> [What is required]
Return each of the lines below word for word, with nothing changed, added, or left out.

> [Records to use]
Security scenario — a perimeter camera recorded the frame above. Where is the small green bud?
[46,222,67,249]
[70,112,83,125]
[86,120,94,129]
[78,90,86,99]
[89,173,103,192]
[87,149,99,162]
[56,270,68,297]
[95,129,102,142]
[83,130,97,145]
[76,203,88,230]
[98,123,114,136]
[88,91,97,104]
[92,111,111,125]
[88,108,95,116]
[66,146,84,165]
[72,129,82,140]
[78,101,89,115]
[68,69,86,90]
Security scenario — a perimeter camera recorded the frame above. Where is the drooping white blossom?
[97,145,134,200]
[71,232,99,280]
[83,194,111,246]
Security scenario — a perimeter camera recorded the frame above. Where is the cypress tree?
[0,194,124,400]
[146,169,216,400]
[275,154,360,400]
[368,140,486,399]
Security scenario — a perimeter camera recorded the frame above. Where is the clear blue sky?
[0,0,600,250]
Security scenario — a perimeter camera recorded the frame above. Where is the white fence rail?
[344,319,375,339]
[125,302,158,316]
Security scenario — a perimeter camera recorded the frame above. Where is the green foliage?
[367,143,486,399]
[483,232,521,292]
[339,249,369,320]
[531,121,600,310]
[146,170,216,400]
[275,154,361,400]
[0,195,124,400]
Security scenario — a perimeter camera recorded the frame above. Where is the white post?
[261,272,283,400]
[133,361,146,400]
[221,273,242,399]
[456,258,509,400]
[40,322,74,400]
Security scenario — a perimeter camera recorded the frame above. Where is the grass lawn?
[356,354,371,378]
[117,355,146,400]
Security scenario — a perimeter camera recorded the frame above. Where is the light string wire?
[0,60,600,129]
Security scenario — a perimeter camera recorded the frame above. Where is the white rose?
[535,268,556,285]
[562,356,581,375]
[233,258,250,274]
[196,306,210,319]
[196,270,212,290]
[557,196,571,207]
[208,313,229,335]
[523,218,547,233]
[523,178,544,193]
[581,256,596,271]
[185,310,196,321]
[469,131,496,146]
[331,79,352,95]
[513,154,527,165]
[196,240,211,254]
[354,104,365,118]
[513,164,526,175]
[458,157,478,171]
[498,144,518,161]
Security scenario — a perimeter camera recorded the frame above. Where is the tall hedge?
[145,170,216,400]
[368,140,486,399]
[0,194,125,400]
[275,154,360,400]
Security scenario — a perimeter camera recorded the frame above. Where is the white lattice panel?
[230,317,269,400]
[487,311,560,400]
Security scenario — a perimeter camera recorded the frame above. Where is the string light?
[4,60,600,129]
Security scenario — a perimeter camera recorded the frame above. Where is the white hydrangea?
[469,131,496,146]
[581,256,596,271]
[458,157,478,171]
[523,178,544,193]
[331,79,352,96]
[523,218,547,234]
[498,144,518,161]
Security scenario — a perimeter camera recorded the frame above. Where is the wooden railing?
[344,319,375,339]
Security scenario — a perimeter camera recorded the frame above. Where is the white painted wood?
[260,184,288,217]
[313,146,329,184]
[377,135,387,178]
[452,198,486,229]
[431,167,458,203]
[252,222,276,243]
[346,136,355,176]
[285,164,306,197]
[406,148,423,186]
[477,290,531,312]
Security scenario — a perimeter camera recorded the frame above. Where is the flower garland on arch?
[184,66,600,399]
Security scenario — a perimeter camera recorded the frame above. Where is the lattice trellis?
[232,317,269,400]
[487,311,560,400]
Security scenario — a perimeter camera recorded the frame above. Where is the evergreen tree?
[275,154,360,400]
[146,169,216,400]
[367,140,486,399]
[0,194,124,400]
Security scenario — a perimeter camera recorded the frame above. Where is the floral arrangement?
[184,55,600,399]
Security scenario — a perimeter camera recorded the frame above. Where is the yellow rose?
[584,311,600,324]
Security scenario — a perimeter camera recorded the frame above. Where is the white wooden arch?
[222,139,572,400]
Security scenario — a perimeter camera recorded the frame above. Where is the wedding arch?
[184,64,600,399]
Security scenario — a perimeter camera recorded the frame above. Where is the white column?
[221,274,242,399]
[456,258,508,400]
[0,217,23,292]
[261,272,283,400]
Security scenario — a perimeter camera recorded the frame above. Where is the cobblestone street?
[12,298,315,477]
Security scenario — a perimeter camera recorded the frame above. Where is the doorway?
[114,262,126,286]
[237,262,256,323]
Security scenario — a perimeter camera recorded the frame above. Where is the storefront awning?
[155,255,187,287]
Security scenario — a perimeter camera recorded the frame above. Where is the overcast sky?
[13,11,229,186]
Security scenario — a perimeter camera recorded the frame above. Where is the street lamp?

> [In response]
Security scenario — a perimeter camera recorded the frame above. Where is the small green bud?
[46,222,67,249]
[70,112,83,125]
[86,120,94,129]
[78,90,86,99]
[89,173,103,192]
[87,149,99,162]
[56,270,68,297]
[95,129,102,142]
[83,130,97,145]
[76,203,88,230]
[98,123,114,136]
[88,91,97,104]
[92,111,111,125]
[88,108,95,116]
[66,146,84,165]
[72,129,82,140]
[78,101,89,115]
[68,69,86,90]
Security scenario — a perimeter camera recorded the frame above. Where is the drooping white blossom?
[97,145,134,200]
[71,232,99,280]
[83,194,111,246]
Security scenario — a perimeter camera recorded the frame above. Where is the cypress tree?
[0,194,124,400]
[146,169,216,400]
[275,154,360,400]
[368,140,486,399]
Security scenario — a perimeter camera recorded the frame above. Where is the clear blue sky?
[0,0,600,250]
Security scenario — a perimeter camera recorded the frame above. Where is the white fence rail?
[344,319,375,339]
[125,302,158,316]
Security scenario — a perimeter camera recorded the frame above. Where is the green foliage?
[367,143,486,399]
[483,232,521,292]
[339,249,369,320]
[531,121,600,310]
[146,170,216,400]
[275,154,361,400]
[0,195,124,400]
Security scenario — a perimeter camera recorded the frame above. Where is the white post?
[261,272,283,400]
[133,361,146,400]
[221,273,242,399]
[456,258,509,400]
[40,322,74,400]
Security scenario — a perimeter camera recorded the frame above. Where is the grass lawn?
[356,354,371,378]
[117,355,146,400]
Security scenario — a perimeter camera recorded the frame above. Where is the light string wire?
[0,60,600,129]
Security scenario — a perimeter camera recorded the frame above. Where is the white rose?
[535,268,556,285]
[562,356,581,375]
[233,258,250,274]
[196,306,210,319]
[196,270,212,290]
[557,196,571,207]
[208,313,229,335]
[523,218,547,233]
[523,178,544,193]
[581,256,596,271]
[185,310,196,321]
[469,131,496,146]
[331,79,352,95]
[513,154,527,165]
[196,240,211,254]
[354,104,365,118]
[513,164,526,175]
[458,157,478,171]
[498,144,518,161]
Security scenario — a perimeter camera recorded the frame above. Where is the tall hedge?
[145,170,216,400]
[368,140,486,399]
[0,194,125,400]
[275,154,360,400]
Security scenario — a perimeter camera recorded the frame above. Where is the white lattice panel?
[230,317,269,400]
[487,311,560,400]
Security scenario — a perimeter camera recorded the frame above. Where is the string light?
[4,60,600,129]
Security scenario — a perimeter camera recorded the frame above. Where is the white hydrangea?
[469,131,496,146]
[581,256,596,271]
[458,157,478,171]
[523,178,544,193]
[331,79,352,96]
[523,218,547,234]
[498,144,518,161]
Security scenario — a perimeter camera recorded the frame above. Where is the wooden railing?
[344,319,375,339]
Security scenario — a perimeter camera recorded the frame above. Where is the white painted wood?
[260,184,288,217]
[313,146,329,184]
[377,135,387,178]
[452,198,486,229]
[431,167,458,203]
[252,222,276,243]
[346,136,355,176]
[285,164,306,197]
[406,148,423,186]
[477,290,531,312]
Security scenario — a perimeter camera recorded the frame above. Where is the flower garland on arch?
[184,66,600,399]
Security scenario — a perimeter camera recorded the frame above. Where is the lattice trellis?
[232,317,269,400]
[487,311,560,400]
Security scenario — a perimeter camera recorded the frame above. Where is the evergreen tree?
[275,154,360,400]
[146,169,216,400]
[367,140,486,399]
[0,194,124,400]
Security scenario — a perimeter camera recorded the frame above. Where is the floral arrangement?
[184,55,600,399]
Security scenario — a perimeter camera recorded the frame above. Where is the yellow rose?
[584,311,600,324]
Security scenario — a perimeter camera recorded the frame above. Where is the white wooden arch?
[222,139,572,400]
Security scenario — a perimeter camera recorded the frame above. Where is the wedding arch?
[184,64,600,399]
Security scenario — a perimeter camera recorded the frame above. Where is the white column?
[221,274,242,399]
[456,258,508,400]
[0,217,23,292]
[261,272,283,400]
Security scenario — a perimeter camera recorded the frame above. Where is the cobblestone street?
[12,298,315,477]
Security scenario — a perimeter camera recorded the frame above. Where is the doorway?
[114,262,126,286]
[237,262,256,323]
Security scenario — a perimeter camera recorded the frame above. Where is the storefront awning?
[155,255,187,287]
Security scenario — a perimeter camera recorded the frame above. Where is the overcast sky?
[13,11,229,186]
Security scenario — a perimeter camera recorded the frame above. Where is the street lamp?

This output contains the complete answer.